◆ **Direction 1**
Answer these questions about the review of The Last Tree:
(a) Who made The Last Tree?
(b) What is the name of the boy at the center of the film?
(c) What two words go a long way toward helping him find his real self?

────────────────

26 Aug THE LAST TREE
“I’m Sorry” Helps A Traumatized Boy
Find His Real Self Again
Children need secure love. Not broken promises. Or, betrayal. Especially not abuse. When that happens to you, you build hard walls around yourself. Shut down to love. Not believing it’s there. That’s Femi. Small boy, turned teenager in Shola Amoo’s powerful, semi-autobiographical, The Last Tree. And, when “going tough” means turning against needing anyone, that has dire consequences. Mostly because you end up abandoning who you are. The real you. The one that cares. If you’re lucky, the people who hurt you, almost beyond turning back, say “I’m sorry.” That goes a long way to finding the real self you almost left behind.

────────────────

◆ **Direction 2**
In the entries, start at the line containing "Reviewer check: each instance of the grass" and continue to the end of the entries. Write those lines out again, substituting "leather sandal" for "strappy sandal" and changing nothing else.

────────────────

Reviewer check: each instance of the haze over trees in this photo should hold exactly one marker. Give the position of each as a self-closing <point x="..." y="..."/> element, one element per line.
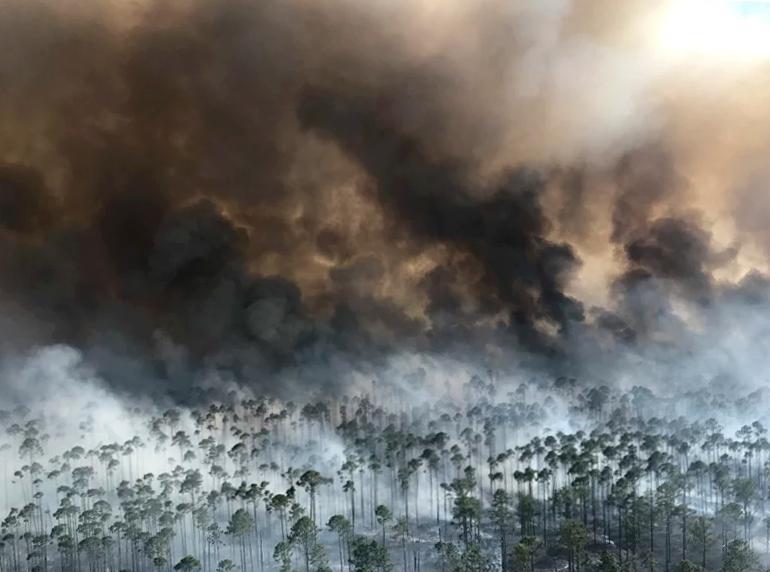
<point x="545" y="475"/>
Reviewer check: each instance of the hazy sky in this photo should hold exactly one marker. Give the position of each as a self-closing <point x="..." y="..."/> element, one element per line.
<point x="305" y="188"/>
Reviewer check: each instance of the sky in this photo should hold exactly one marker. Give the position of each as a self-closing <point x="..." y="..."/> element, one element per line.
<point x="303" y="196"/>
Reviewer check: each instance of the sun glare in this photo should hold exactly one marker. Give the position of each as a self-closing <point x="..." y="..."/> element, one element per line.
<point x="734" y="29"/>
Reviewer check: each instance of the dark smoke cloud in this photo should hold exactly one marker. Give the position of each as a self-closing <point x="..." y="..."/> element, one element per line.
<point x="294" y="194"/>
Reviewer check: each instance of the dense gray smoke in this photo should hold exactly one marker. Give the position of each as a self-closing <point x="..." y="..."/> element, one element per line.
<point x="296" y="195"/>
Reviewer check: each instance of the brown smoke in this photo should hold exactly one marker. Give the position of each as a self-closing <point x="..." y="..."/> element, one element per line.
<point x="298" y="188"/>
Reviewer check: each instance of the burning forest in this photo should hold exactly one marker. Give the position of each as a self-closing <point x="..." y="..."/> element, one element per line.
<point x="379" y="286"/>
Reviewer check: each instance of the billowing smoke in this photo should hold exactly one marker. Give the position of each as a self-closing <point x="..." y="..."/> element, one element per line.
<point x="297" y="195"/>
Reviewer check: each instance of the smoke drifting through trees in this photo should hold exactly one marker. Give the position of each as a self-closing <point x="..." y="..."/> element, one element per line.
<point x="296" y="194"/>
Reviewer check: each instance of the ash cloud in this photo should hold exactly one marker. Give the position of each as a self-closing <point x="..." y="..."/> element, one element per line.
<point x="292" y="195"/>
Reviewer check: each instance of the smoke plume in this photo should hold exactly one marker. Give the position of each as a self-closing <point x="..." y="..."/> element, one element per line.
<point x="297" y="195"/>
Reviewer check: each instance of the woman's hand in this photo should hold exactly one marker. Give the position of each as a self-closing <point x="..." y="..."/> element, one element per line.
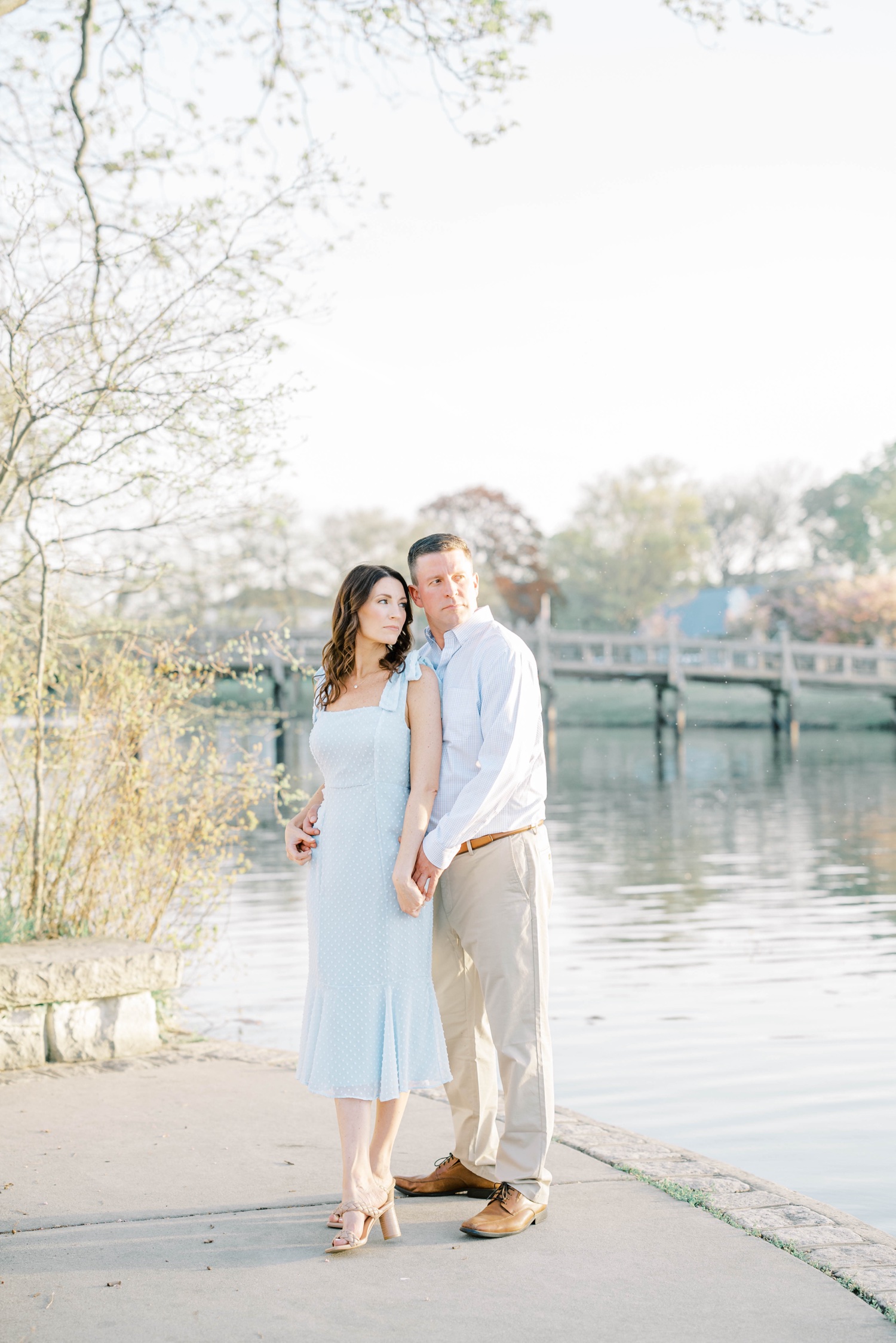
<point x="300" y="832"/>
<point x="410" y="896"/>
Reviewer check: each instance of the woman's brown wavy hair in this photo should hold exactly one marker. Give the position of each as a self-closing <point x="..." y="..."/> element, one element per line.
<point x="339" y="653"/>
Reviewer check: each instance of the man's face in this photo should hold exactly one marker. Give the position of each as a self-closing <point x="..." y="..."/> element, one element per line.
<point x="446" y="587"/>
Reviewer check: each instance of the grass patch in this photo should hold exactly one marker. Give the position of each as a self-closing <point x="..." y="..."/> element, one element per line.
<point x="699" y="1198"/>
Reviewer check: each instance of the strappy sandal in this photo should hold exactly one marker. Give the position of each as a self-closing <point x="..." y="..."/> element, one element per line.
<point x="383" y="1215"/>
<point x="335" y="1220"/>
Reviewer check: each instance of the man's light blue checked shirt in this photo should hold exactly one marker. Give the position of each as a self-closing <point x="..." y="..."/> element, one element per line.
<point x="493" y="774"/>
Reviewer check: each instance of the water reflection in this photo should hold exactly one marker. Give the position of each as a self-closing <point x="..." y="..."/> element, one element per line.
<point x="725" y="930"/>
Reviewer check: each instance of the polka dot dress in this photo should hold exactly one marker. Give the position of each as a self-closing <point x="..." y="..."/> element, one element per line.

────────────────

◆ **Correct response 1**
(a) Shola Amoo
(b) Femi
(c) "I'm sorry"

◆ **Correct response 2**
Reviewer check: each instance of the grass patch in this photo should hold exactly one marker. Give the position of each as a self-closing <point x="..." y="..."/> element, one element per line.
<point x="699" y="1198"/>
Reviewer check: each instance of the leather sandal in this photo should hold exactly one marker. Give the position of each as a self-closing <point x="..." y="..."/> element, one element per line.
<point x="383" y="1215"/>
<point x="335" y="1220"/>
Reviewer check: each instance of the man's light blue checked shirt in this photo should hold exactly one marker. Give the position of each as a self-closing <point x="..." y="..."/> element, one element per line.
<point x="493" y="774"/>
Reviewer check: each instance of the water reflection in this photo should hold exactly one marker. Give the position of each as a self-closing <point x="..." y="..."/> element, one element per line.
<point x="725" y="930"/>
Reviewer check: each instance of the polka dot dress in this photo should hold exactly one marker. Give the position of each as a self-closing <point x="..." y="..."/> element, one element per line.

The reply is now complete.